◆ Request
Convert the stretch of the listing below, from the line containing "Could you point at the white collar" through the end, into a two-column CSV with the headers input and output. Each row should pair one instruction with the reply that follows it, with each in a single quoted field and line breaks replaced by spaces.

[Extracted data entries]
* Start *
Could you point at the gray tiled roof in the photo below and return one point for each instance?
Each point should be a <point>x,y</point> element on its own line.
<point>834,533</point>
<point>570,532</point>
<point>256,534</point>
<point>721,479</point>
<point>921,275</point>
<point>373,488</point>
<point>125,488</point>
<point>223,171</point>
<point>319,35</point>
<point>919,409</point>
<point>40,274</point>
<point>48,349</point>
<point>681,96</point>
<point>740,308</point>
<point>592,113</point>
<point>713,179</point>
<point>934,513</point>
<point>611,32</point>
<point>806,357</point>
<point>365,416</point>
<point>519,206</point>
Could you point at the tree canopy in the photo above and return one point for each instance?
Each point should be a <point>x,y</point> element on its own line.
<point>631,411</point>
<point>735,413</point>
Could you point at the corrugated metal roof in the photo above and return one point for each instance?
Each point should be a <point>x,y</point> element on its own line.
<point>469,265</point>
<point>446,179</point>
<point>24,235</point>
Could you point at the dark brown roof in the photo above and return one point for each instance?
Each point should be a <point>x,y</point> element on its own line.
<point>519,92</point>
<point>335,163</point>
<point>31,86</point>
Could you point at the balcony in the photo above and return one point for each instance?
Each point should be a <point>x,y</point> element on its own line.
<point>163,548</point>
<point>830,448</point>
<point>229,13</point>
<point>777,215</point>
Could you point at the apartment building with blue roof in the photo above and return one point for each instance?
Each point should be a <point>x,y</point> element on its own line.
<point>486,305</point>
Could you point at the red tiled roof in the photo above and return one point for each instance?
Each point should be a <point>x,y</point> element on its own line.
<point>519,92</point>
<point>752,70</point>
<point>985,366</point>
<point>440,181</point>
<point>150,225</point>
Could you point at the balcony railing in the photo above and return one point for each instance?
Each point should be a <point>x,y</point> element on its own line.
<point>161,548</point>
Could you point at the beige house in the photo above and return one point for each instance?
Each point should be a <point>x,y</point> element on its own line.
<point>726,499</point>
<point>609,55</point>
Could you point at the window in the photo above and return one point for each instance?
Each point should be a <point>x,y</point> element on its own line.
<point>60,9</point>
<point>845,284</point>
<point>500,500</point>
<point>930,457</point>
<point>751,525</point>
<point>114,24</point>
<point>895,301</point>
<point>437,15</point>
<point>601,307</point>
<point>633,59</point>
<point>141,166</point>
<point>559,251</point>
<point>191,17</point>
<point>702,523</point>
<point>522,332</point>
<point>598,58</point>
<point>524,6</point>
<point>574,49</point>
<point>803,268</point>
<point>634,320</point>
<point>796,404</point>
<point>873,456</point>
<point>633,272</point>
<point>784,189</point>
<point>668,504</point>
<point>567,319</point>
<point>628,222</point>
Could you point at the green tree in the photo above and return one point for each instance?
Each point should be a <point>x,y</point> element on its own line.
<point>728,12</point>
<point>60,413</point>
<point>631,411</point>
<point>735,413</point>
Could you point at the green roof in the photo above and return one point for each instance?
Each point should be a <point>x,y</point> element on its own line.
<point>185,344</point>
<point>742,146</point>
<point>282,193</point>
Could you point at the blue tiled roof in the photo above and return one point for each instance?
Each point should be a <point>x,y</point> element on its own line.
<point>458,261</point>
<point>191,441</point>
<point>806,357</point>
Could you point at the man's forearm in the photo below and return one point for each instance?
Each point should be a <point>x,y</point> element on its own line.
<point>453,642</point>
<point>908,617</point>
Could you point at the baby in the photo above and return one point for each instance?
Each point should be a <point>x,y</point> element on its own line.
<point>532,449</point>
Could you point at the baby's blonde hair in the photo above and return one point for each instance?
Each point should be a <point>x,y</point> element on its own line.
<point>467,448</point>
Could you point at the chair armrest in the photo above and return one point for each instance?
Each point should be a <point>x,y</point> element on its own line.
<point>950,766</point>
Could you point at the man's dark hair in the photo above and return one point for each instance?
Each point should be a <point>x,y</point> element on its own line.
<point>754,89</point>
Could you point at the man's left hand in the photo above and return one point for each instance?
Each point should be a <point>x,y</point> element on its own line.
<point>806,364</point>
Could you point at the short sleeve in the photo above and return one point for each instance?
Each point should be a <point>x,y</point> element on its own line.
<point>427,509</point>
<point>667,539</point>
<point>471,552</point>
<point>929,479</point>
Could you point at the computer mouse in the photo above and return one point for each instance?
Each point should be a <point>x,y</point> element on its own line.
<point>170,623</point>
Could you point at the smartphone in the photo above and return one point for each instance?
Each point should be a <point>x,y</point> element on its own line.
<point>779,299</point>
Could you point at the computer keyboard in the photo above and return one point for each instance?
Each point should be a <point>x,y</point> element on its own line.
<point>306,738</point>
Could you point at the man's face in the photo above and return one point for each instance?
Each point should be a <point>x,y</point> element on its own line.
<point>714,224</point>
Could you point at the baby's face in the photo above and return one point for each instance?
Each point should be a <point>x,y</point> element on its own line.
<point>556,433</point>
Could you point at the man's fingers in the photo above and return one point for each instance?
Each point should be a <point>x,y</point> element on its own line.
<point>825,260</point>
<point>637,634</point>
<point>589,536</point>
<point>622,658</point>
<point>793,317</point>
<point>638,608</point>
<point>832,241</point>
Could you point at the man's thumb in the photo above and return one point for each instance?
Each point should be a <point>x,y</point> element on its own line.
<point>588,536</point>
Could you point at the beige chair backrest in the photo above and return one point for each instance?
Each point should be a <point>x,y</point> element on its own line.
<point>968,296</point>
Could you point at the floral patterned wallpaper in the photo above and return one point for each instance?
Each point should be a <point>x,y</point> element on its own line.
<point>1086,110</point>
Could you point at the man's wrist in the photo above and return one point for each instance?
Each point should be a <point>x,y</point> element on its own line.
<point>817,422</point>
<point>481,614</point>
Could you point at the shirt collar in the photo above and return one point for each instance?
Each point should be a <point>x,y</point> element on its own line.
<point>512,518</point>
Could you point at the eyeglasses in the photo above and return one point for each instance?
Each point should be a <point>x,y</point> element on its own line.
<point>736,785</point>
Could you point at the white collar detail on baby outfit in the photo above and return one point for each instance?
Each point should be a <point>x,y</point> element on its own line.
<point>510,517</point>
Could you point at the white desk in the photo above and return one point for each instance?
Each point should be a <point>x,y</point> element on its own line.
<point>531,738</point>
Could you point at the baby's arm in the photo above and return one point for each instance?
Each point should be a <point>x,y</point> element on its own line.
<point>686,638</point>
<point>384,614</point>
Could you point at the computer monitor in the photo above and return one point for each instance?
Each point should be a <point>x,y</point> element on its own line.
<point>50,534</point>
* End *
◆ Exercise result
input,output
"Could you point at the white collar detail on baby outfit in the photo above and return one point for each instance? Each point should be a <point>x,y</point> element on its own line.","<point>510,517</point>"
"Could you point at the white desk in the photo above and return one point for each instance? Each point should be a <point>x,y</point> element on its own line.","<point>531,738</point>"
"Could you point at the baby's arm in the photo above and return one point for each instance? Each point should be a <point>x,y</point> element on its own line.","<point>686,638</point> <point>384,614</point>"
"Could you point at the computer monitor in the photo above and return one point for each instance? Each point should be a <point>x,y</point> element on its own line.","<point>50,534</point>"